New Law To Further Hamper China Trade – A law due to take effect June 21st mandates that U.S. Customs and Border Protection treat any goods that are made in Xinjiang province, either wholly or in part, as the product of forced labor unless the importer can show “clear and convincing evidence” that they are not. The Uyghur Forced Labor Prevention Act, was passed unanimously by Congress, and with strong support from unions and activists.

Index Fund, Voting, & Senate Banking Committee – On June 14th, the Senate Banking Committee held a hearing to examine how index funds vote on the proxy statements of the companies they hold. The hearing focuses on a bill sponsored by Sen. Dan Sullivan (R-AK), called the Investor Democracy is Expected Act, or INDEX, a measure that would prohibit BlackRock and others to vote proxies in accordance with the instructions of fund investors – not at the discretion of the adviser.

Data Privacy & Security Legislation – A bipartisan draft bill by key Congressional leaders suggests lawmakers are finally close to passing national legislation. If it becomes law, the “American Data Privacy and Protection Act,” as the bill is called, would provide a national standard on what information data companies can gather from individuals and how they can use it. Also included in the draft bill is a short, but consequential section requiring companies to “establish, implement, and maintain reasonable” data security practices.

------------------------------------------------------------------------

§ Questions to answer:
**A.** In the policy roundup, what date is the Uyghur Forced Labor Prevention Act set to take effect?
**B.** Extend the policy roundup past its final sentence.
The rows have no connection to the policy roundup.

------------------------------------------------------------------------

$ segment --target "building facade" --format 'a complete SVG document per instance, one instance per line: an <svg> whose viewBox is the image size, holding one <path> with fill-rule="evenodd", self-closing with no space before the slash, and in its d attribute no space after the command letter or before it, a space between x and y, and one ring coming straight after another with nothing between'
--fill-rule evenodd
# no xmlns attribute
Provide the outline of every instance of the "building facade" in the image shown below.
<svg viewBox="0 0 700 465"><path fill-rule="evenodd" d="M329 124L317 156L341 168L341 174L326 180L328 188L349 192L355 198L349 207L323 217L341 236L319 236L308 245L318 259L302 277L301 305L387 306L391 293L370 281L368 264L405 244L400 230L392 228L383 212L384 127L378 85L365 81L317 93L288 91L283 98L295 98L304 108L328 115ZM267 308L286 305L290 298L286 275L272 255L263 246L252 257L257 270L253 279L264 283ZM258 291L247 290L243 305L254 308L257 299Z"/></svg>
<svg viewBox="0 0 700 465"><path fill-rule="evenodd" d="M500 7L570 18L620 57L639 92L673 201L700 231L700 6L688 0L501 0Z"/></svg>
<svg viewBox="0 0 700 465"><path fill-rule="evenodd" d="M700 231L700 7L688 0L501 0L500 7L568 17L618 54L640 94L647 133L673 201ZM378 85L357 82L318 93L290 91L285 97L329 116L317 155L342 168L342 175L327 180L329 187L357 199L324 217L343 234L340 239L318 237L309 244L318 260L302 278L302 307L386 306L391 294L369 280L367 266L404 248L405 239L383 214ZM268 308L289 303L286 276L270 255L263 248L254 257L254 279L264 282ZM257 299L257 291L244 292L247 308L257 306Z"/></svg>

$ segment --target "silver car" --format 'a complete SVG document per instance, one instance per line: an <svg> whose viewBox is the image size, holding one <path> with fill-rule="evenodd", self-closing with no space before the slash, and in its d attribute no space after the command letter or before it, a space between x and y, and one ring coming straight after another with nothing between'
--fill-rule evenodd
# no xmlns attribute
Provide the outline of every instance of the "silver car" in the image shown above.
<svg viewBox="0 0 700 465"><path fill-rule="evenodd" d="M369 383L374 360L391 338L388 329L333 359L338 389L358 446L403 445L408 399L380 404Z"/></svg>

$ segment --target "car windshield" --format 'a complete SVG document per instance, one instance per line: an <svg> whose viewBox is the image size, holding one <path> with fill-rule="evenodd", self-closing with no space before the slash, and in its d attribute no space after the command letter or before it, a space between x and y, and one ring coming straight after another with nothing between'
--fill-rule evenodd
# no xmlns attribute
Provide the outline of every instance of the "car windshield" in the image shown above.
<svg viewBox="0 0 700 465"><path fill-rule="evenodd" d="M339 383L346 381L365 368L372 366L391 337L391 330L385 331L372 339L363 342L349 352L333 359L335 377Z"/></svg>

------------------------------------------------------------------------

§ Numbered answers:
**A.** June 21st.

**B.**
Long-Awaited Bill Introduced – Sens. Cynthia Lummis (R-WY) and Kirsten Gillibrand (D-NY) released the text of their long-awaited crypto regulation bill, the 69-page “The Responsible Financial Innovation Act.” Both senators sit on committees of jurisdiction over cryptocurrencies and their legislation will serve as a starting point for discussions about the future of crypto regulation. 

  • This bipartisan bill would classify digital assets as commodities like wheat or oil and empower the Commodity Futures Trading Commission (CFTC) to rein in the nascent industry, sparring much of the crypto market from SEC oversight (unless the holder is entitled to the privileges enjoyed by corporate investors like dividends, liquidation rights, or a financial interest in the issuer) and creating favorable tax treatment.
  • More major crypto legislation is coming. In this case, Senate leadership is involved. Senate Agriculture Chair Debbie Stabenow (D-Mich.) and Sen. John Boozman of Arkansas, the committee’s top Republican, are writing a bill that would also favor the CFTC, Chaired by Rostin Behnam, a former Stabenow aide.
  • These developments continue to spur competition – and very likely forthcoming public competition – with the SEC. Investor protection and consumer advocacy groups who favor the SEC as the primary crypto regulator have already issued comments. In his first comment on the Lummis- Gillibrand bill, Gensler said it could undermine existing market regulations.